### How to complete this task
All of the listing should be transcribed exactly.

### Entries shown
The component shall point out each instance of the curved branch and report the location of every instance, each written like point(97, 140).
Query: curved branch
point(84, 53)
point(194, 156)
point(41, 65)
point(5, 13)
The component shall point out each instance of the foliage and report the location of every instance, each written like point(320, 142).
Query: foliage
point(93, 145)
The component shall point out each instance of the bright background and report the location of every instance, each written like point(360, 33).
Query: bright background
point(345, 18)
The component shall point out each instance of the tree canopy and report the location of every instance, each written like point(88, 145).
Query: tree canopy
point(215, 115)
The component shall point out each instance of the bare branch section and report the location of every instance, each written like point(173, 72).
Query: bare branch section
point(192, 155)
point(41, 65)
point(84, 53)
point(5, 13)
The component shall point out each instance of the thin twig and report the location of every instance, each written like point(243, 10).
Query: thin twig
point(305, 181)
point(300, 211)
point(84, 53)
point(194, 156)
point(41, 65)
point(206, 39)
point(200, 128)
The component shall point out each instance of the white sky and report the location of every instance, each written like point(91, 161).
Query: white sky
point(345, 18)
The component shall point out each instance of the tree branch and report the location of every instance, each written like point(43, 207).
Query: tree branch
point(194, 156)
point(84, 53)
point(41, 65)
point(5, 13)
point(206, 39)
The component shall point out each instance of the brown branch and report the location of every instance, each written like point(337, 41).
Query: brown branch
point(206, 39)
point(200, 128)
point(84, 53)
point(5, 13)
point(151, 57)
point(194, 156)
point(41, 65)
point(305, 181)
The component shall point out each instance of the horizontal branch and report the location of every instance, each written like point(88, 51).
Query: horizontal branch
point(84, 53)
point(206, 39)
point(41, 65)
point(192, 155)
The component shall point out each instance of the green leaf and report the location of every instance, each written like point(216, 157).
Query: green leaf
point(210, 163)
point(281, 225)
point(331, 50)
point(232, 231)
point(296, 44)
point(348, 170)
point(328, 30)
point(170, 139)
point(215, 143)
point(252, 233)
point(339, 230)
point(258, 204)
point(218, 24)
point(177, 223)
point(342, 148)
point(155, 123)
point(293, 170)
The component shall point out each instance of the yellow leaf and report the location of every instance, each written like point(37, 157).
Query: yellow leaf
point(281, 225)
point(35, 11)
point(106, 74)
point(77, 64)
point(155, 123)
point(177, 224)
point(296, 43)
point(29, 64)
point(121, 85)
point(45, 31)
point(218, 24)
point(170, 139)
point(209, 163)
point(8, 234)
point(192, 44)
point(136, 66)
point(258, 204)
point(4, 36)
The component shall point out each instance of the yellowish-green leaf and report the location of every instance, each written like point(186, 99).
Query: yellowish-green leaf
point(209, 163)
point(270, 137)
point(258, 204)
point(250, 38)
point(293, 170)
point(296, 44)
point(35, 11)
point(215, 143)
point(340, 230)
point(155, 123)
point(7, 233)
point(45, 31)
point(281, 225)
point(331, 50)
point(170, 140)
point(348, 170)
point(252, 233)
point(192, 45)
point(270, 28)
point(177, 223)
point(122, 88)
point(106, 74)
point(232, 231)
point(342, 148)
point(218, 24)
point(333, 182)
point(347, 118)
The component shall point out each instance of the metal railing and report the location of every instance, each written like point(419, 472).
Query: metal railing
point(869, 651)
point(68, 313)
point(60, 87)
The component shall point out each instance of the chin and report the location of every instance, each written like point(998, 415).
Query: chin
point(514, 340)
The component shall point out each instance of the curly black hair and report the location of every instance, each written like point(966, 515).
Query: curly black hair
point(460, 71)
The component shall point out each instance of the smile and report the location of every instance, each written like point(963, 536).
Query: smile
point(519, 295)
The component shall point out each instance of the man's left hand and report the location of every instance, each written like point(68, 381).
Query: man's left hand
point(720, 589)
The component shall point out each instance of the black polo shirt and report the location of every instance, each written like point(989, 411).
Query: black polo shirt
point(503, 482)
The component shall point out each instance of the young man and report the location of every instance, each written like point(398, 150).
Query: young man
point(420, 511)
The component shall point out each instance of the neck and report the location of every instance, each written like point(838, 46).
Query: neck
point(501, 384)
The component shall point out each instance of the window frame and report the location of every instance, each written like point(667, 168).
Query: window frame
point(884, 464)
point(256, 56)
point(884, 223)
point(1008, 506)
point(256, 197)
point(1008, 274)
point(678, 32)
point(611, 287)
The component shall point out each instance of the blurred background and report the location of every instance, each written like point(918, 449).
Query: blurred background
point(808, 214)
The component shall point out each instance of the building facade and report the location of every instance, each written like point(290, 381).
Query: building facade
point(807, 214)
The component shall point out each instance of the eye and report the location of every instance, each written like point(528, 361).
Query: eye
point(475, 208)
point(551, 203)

### Worked solution
The component shall point out each instance of the curved branch and report the location of every instance, each written like point(97, 140).
Query: curved branch
point(84, 53)
point(194, 156)
point(41, 65)
point(5, 13)
The component shall point out each instance of the foliage and report the location of every instance, each written like point(320, 142).
Query: foliage
point(93, 145)
The component shall point out each instance of the bright background and report the location of every instance, each written like point(360, 33).
Query: bright background
point(345, 18)
The component shall point out each instance of the tree canopy and report the location of every instance, each written like point(88, 145).
Query: tree canopy
point(215, 115)
The component shall point out each instance of the bare branch section and report the location of every instance, each written like point(173, 72).
Query: bare branch section
point(192, 155)
point(41, 65)
point(84, 53)
point(5, 13)
The component shall point out each instance of the thin twig and report the location of every instance, each written like point(243, 10).
Query: thin twig
point(305, 181)
point(300, 211)
point(84, 53)
point(194, 156)
point(41, 65)
point(206, 39)
point(200, 128)
The component shall point out each instance of the white sky and report the location of every instance, each written like point(91, 161).
Query: white sky
point(345, 18)
The component shall point out each instance of the tree branch and report the location of every instance, each written like point(43, 207).
Query: tree branch
point(194, 156)
point(84, 53)
point(41, 65)
point(5, 13)
point(206, 39)
The component shall point out each instance of the brown branch and report the location of every instance, each written like point(337, 41).
Query: brown branch
point(206, 39)
point(200, 128)
point(84, 53)
point(5, 13)
point(151, 57)
point(194, 156)
point(41, 65)
point(305, 181)
The component shall point out each instance of the horizontal branch and report the location of every instance, each written like point(88, 51).
Query: horizontal branch
point(84, 53)
point(206, 39)
point(41, 65)
point(192, 155)
The component shall point out each instance of the green leaf and report the location of every instance, each written like point(216, 157).
Query: green leaf
point(210, 163)
point(281, 225)
point(331, 50)
point(232, 231)
point(296, 44)
point(348, 170)
point(328, 30)
point(170, 139)
point(215, 143)
point(252, 233)
point(339, 230)
point(258, 204)
point(218, 24)
point(177, 223)
point(342, 148)
point(155, 123)
point(293, 170)
The component shall point out each instance of the yellow leaf and report the location of every instance, each written like point(37, 157).
Query: yellow leaf
point(281, 225)
point(35, 11)
point(106, 74)
point(77, 64)
point(155, 123)
point(177, 224)
point(296, 43)
point(29, 64)
point(121, 85)
point(45, 31)
point(218, 24)
point(170, 139)
point(209, 163)
point(8, 234)
point(192, 44)
point(136, 66)
point(258, 204)
point(4, 36)
The component shall point out each instance of the yellowish-green leaf and report the location of every instance, each written like point(186, 99).
Query: yellowish-green leaf
point(209, 163)
point(270, 137)
point(258, 204)
point(250, 38)
point(293, 170)
point(296, 44)
point(35, 11)
point(215, 143)
point(340, 230)
point(155, 123)
point(7, 233)
point(45, 31)
point(281, 225)
point(331, 50)
point(170, 140)
point(348, 170)
point(252, 233)
point(192, 45)
point(270, 28)
point(177, 223)
point(122, 88)
point(106, 74)
point(232, 231)
point(342, 148)
point(218, 24)
point(333, 182)
point(347, 118)
The component shall point out each instance of the metal railing and report the location of every instance, each written like point(419, 472).
Query: metal railing
point(869, 651)
point(68, 313)
point(60, 87)
The component shall point out each instance of the chin and report the location of every instance, each written like point(998, 415).
Query: chin
point(514, 340)
The component shall point out each instance of the curly black hair and report the location of every instance, each written like point(966, 515).
Query: curly black hair
point(460, 71)
The component shall point out each instance of the smile and report the location of every instance, each written like point(963, 536).
Query: smile
point(519, 295)
The component shall point out each instance of the man's left hand and report the location of every instance, each written like point(68, 381).
Query: man's left hand
point(720, 589)
The component shall point out each instance of the black polo shirt and report the location of every instance, each written like point(989, 411).
Query: black polo shirt
point(503, 482)
The component shall point out each instance of the young man and report the location of every instance, each written like point(398, 150).
Query: young man
point(420, 511)
The component shall point out each instance of the neck and report the location of every instance, each written like point(838, 46).
Query: neck
point(501, 384)
The component shall point out each instance of the window frame and report the location of every instance, each written like point(667, 168).
Query: window frame
point(884, 464)
point(256, 56)
point(884, 223)
point(1008, 506)
point(256, 197)
point(1008, 274)
point(678, 32)
point(611, 287)
The component shall point out each instance of the blurred background and report the location of every instance, each written like point(918, 449).
Query: blurred background
point(808, 214)
The component shall point out each instance of the building facade and report the location of every instance, each written like point(290, 381).
Query: building facade
point(807, 214)
The component shall point out each instance of the eye and report the location of every instance, each written like point(528, 361).
Query: eye
point(475, 208)
point(551, 203)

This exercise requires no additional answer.